### REQUIRED WORK:
1/ Translate this sentence from the research project outlines into Spanish: "Chromosomes are genetic materials that are essential for life."
2/ Rewrite the stretch of the research project outlines from "Elucidation of dynamics" through "designing new experiments.", replacing "experiments" with "measurements" wherever it occurs.

### TEXT SECTION:
____

Elucidation of dynamics of chromosomes by simulation and comparison with experiments

Researcher

Takashi Sumikama

Outline

Chromosomes are genetic materials that are essential for life. They form characteristic x-shape in the mitotic phase; however, the details of configuration of molecules and what kinds of molecules are included in the x-shaped chromosomes are still unclear. This project is aiming to clarify the structure and the dynamics of chromosomes by computer simulation. The model of simulation will be validated by comparison with various kinds of experiments, enabling us to perform more realistic simulation. A realistic model in return would give information that is helpful for designing new experiments.

Naomichi Takemata

Genome segregation in archaea and its application to chromosome engineering

Researcher

Naomichi Takemata

Outline

Archaea, the closest prokaryotic relatives of eukaryotes, are key to understanding eukaryogenesis. Archaea also have unique metabolic pathways and abilities to thrive under extreme environments, which opens up tremendous opportunities for potential industrial applications of the organisms. Massive engineering of archaeal genomes has long been hampered due to the absence of a tool to introduce long DNA molecules into archaeal cells. To address this problem, I will first identify a centromere for the first time in the archaeal domain. I will then develop an archaeal artificial chromosome vector that employs the identified centromere for accurate segregation. This study will not only reveal the fundamental function of archaeal chromosomes but also pave the way for their engineering.

Kazuhiro Maeda

Developing a bottom-up automatic DNA sequence design technology

Researcher

Kazuhiro Maeda

Outline

Valuable chemical compounds, such as amino acids and drugs, are produced by recombinant cells. In the near future, the long-chain DNA synthesis technology will significantly increase the degree of freedom in DNA sequence design. However, it is difficult to design DNA sequences that realize desired biological functions by trial and error through biological experiments. We develop technology to automatically design gene circuits that realize the desired biological functions.

____

(Image-grounded pointing entries)

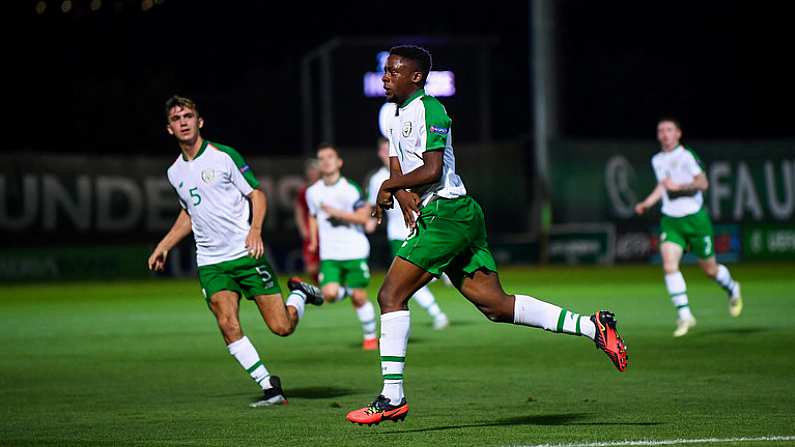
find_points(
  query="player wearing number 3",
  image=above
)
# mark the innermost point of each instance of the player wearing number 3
(218, 194)
(685, 223)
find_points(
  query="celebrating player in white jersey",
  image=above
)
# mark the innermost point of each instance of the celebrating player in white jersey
(397, 232)
(448, 235)
(338, 212)
(685, 223)
(215, 186)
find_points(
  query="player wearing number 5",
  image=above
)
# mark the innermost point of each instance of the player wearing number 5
(685, 223)
(218, 194)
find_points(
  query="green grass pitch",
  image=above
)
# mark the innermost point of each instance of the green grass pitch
(142, 363)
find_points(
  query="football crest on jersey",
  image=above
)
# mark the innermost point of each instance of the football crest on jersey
(407, 128)
(208, 175)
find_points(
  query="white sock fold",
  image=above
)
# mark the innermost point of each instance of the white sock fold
(677, 290)
(297, 300)
(395, 329)
(528, 311)
(247, 356)
(724, 279)
(366, 315)
(342, 292)
(425, 298)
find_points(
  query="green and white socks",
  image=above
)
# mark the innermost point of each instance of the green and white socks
(297, 299)
(426, 300)
(248, 358)
(724, 279)
(366, 315)
(677, 290)
(342, 292)
(394, 338)
(528, 311)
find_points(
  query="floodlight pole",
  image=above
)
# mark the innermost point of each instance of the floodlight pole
(545, 126)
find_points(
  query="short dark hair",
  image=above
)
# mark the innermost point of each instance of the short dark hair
(419, 55)
(181, 101)
(327, 145)
(670, 119)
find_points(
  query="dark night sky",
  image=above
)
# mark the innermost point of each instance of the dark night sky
(95, 81)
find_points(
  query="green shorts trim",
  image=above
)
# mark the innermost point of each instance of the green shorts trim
(394, 246)
(693, 232)
(450, 238)
(247, 276)
(353, 273)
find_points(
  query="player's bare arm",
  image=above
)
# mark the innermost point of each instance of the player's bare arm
(259, 205)
(428, 173)
(178, 231)
(649, 201)
(360, 216)
(699, 183)
(300, 217)
(312, 234)
(396, 186)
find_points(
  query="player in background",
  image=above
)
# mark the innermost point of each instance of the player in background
(449, 235)
(218, 192)
(397, 232)
(301, 213)
(338, 213)
(685, 222)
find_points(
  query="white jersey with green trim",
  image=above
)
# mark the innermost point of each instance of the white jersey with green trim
(681, 165)
(339, 241)
(213, 189)
(421, 124)
(396, 229)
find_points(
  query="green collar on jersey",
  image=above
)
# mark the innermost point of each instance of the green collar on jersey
(412, 97)
(198, 154)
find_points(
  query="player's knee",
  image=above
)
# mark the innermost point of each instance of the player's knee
(229, 326)
(388, 301)
(498, 311)
(711, 271)
(281, 329)
(330, 293)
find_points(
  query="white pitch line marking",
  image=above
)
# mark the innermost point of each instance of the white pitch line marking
(651, 442)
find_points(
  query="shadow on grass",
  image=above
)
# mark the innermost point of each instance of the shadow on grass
(733, 331)
(543, 419)
(317, 392)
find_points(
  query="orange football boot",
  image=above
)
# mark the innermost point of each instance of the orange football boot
(370, 344)
(379, 410)
(608, 340)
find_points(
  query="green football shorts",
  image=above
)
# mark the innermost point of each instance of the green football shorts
(450, 238)
(353, 273)
(394, 245)
(246, 276)
(693, 231)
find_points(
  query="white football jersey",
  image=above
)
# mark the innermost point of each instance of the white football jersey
(213, 189)
(339, 241)
(681, 165)
(421, 124)
(396, 229)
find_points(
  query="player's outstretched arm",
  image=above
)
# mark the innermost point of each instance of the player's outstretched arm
(428, 173)
(259, 205)
(652, 199)
(359, 216)
(312, 234)
(178, 231)
(699, 183)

____

### RESPONSES FOR EACH TASK:
1/ Los cromosomas son materiales genéticos esenciales para la vida.

2/
Elucidation of dynamics of chromosomes by simulation and comparison with measurements

Researcher

Takashi Sumikama

Outline

Chromosomes are genetic materials that are essential for life. They form characteristic x-shape in the mitotic phase; however, the details of configuration of molecules and what kinds of molecules are included in the x-shaped chromosomes are still unclear. This project is aiming to clarify the structure and the dynamics of chromosomes by computer simulation. The model of simulation will be validated by comparison with various kinds of measurements, enabling us to perform more realistic simulation. A realistic model in return would give information that is helpful for designing new measurements.